::: Dataset records
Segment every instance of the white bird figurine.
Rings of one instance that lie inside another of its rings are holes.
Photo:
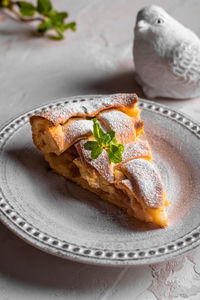
[[[200,96],[200,39],[161,7],[138,12],[133,56],[147,97]]]

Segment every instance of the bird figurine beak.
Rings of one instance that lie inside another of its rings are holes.
[[[140,20],[137,22],[136,30],[142,32],[142,31],[147,31],[148,29],[149,29],[149,24],[144,20]]]

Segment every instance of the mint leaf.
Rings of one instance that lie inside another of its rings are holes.
[[[109,130],[102,139],[102,145],[104,147],[109,146],[109,144],[112,142],[114,137],[115,137],[115,132],[113,130]]]
[[[36,11],[36,8],[31,3],[17,1],[16,4],[19,6],[20,13],[24,17],[32,17]]]
[[[38,26],[38,32],[44,33],[45,31],[51,28],[52,28],[52,20],[48,18]]]
[[[88,141],[84,144],[84,148],[86,150],[93,150],[98,147],[98,143],[96,141]]]
[[[95,147],[92,149],[91,158],[96,159],[103,151],[103,147]]]
[[[88,141],[84,144],[85,149],[91,151],[91,158],[96,159],[102,153],[103,149],[106,149],[111,162],[116,164],[122,161],[124,146],[117,143],[113,130],[104,132],[97,119],[94,118],[93,134],[96,141]]]
[[[120,151],[121,153],[123,153],[123,152],[124,152],[124,145],[118,144],[117,146],[118,146],[119,151]]]
[[[119,146],[116,146],[114,144],[110,144],[110,147],[108,149],[108,157],[111,162],[117,164],[122,161],[122,147],[123,145],[120,144]],[[123,146],[124,147],[124,146]]]
[[[107,147],[111,142],[111,137],[109,134],[105,134],[105,136],[102,138],[101,144],[103,147]]]
[[[75,22],[64,24],[63,26],[64,26],[64,30],[71,29],[72,31],[76,31],[76,23]]]
[[[37,10],[41,14],[45,14],[52,9],[50,0],[38,0],[37,1]]]
[[[107,134],[109,134],[111,141],[112,141],[115,137],[115,132],[113,130],[108,130]]]
[[[54,22],[62,24],[67,17],[68,14],[66,12],[59,12],[54,16]]]
[[[44,34],[49,29],[54,29],[57,36],[48,35],[48,37],[55,40],[63,39],[63,32],[67,29],[71,29],[72,31],[76,30],[75,22],[65,24],[68,13],[65,11],[58,12],[53,9],[51,0],[37,0],[36,6],[27,1],[0,0],[0,8],[9,9],[18,17],[19,21],[39,21],[38,32],[41,34]],[[37,16],[33,17],[36,12]]]
[[[112,139],[112,143],[117,145],[117,139],[115,137]]]
[[[48,17],[50,17],[50,18],[53,19],[53,17],[56,16],[57,13],[58,13],[58,12],[57,12],[55,9],[51,9],[51,10],[48,11],[48,14],[47,14],[47,15],[48,15]]]
[[[57,26],[60,30],[65,31],[63,26],[65,25],[64,20],[68,17],[68,13],[57,12],[56,10],[52,9],[46,15],[52,19],[54,26]]]
[[[101,139],[105,137],[104,131],[101,129],[99,123],[97,123],[97,119],[93,119],[93,133],[94,137],[97,141],[101,142]]]
[[[62,28],[60,28],[59,26],[54,26],[55,31],[57,32],[58,36],[52,36],[51,38],[53,40],[62,40],[64,38],[63,34],[62,34]]]

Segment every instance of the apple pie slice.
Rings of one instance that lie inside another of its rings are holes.
[[[42,111],[30,118],[33,141],[55,172],[130,216],[165,227],[169,202],[152,164],[137,104],[135,94],[116,94]],[[95,159],[91,157],[86,143],[95,142],[94,118],[100,130],[114,133],[113,143],[121,145],[117,163],[106,147]]]

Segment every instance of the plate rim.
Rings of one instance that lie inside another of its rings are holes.
[[[109,97],[112,94],[104,95],[79,95],[66,98],[59,98],[48,102],[47,104],[36,106],[29,111],[13,117],[0,128],[0,154],[3,147],[9,138],[29,122],[29,117],[37,114],[41,110],[56,108],[63,103],[67,105],[70,102],[84,102],[86,99],[98,99],[101,97]],[[84,99],[84,100],[83,100]],[[186,114],[166,105],[139,98],[139,107],[142,110],[152,111],[153,113],[163,115],[176,123],[179,123],[184,128],[188,129],[200,140],[200,124],[193,121]],[[181,238],[170,241],[170,243],[152,247],[151,249],[135,250],[109,250],[86,247],[82,245],[72,244],[67,241],[62,241],[54,236],[42,232],[35,225],[32,225],[23,216],[19,215],[14,210],[9,200],[4,195],[0,186],[0,220],[17,236],[28,242],[32,246],[39,248],[49,254],[53,254],[65,259],[70,259],[76,262],[83,262],[95,265],[106,266],[124,266],[124,265],[144,265],[150,263],[158,263],[169,260],[178,255],[191,251],[200,245],[200,223],[191,232]]]

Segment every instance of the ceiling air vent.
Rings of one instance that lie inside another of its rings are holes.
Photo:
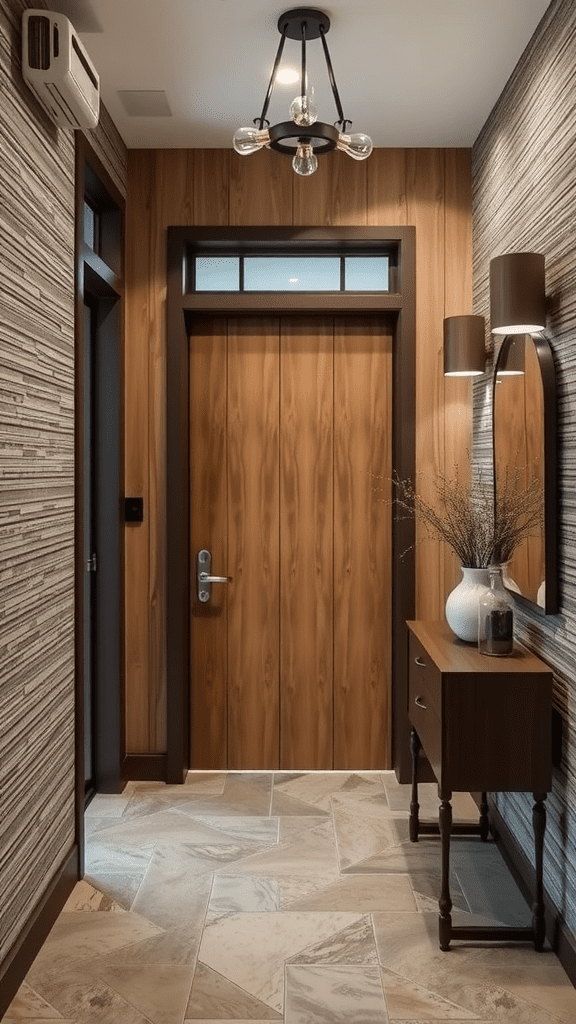
[[[118,96],[128,117],[172,117],[163,89],[119,89]]]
::::::
Reproduce every line from the preceding data in which the word "bird" can be found.

Segment every instance of the white bird figurine.
Segment every instance of the bird figurine beak.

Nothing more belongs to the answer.